Should a line below contain the word "green", report it.

↓

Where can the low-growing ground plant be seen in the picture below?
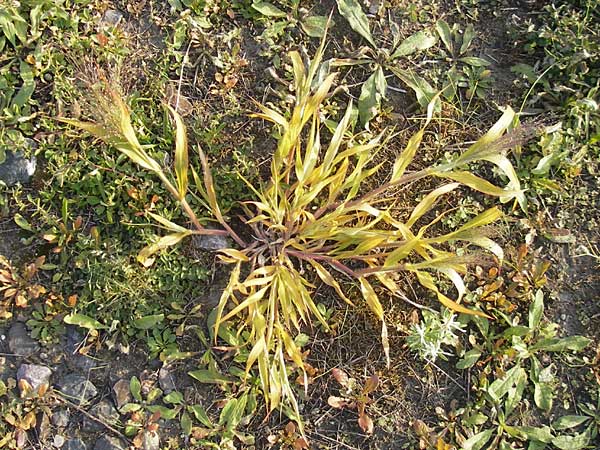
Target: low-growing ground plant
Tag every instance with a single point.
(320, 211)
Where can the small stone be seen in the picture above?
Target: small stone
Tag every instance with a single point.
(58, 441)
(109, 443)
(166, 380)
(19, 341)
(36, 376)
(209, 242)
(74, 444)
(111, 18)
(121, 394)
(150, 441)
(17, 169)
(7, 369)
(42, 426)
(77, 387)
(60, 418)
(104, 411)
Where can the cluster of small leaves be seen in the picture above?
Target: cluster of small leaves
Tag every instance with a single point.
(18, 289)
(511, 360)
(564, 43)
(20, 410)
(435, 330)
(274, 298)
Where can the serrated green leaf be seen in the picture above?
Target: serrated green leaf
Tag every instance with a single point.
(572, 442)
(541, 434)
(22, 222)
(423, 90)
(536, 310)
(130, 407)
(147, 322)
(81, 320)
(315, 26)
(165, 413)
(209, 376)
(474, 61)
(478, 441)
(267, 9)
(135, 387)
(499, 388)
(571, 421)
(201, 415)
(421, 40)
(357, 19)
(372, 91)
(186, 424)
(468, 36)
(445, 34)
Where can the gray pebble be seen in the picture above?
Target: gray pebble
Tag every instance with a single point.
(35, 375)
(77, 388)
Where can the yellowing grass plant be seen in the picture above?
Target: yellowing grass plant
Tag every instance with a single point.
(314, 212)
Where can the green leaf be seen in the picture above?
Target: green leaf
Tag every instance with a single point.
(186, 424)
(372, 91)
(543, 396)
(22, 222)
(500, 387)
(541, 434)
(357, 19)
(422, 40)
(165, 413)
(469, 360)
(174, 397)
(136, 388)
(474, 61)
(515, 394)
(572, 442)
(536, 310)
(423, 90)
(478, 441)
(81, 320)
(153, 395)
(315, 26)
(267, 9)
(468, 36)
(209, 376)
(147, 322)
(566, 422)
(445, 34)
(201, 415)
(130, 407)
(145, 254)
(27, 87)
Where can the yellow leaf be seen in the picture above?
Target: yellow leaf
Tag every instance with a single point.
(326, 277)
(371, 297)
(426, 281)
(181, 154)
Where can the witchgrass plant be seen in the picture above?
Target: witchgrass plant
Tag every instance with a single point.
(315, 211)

↑
↓

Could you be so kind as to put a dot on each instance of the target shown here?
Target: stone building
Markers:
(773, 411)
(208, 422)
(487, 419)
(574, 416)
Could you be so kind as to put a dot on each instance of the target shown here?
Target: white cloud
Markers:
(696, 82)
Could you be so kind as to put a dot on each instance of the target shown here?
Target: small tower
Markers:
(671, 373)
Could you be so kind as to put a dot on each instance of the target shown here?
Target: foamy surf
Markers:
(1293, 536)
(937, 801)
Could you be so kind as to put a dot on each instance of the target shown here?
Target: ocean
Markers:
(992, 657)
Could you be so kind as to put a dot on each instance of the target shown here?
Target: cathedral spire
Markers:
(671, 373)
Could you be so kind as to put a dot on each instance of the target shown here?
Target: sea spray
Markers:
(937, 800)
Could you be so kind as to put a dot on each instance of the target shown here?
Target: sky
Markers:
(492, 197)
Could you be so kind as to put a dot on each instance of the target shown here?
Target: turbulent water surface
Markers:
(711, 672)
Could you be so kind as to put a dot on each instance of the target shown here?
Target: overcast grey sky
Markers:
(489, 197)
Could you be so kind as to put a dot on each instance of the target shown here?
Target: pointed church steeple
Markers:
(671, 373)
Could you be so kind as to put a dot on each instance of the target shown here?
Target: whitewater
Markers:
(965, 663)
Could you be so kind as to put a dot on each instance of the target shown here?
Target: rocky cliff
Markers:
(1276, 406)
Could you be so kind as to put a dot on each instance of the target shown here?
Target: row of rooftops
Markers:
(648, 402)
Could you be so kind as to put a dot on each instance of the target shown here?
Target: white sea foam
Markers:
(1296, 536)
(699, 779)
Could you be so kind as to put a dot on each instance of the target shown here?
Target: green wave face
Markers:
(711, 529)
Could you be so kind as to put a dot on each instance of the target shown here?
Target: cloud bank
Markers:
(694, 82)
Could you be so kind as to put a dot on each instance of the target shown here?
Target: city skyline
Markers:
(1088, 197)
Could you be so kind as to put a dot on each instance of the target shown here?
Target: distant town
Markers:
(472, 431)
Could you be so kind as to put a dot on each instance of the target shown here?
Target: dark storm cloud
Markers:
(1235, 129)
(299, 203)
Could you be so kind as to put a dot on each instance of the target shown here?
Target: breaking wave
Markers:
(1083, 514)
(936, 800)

↑

**YOUR SOLUTION**
Where can the serrated green leaf be seen in the picture above?
Target: serrated green leaf
Where can the green leaf be seen in the picture above?
Target: green leaf
Target: green wave face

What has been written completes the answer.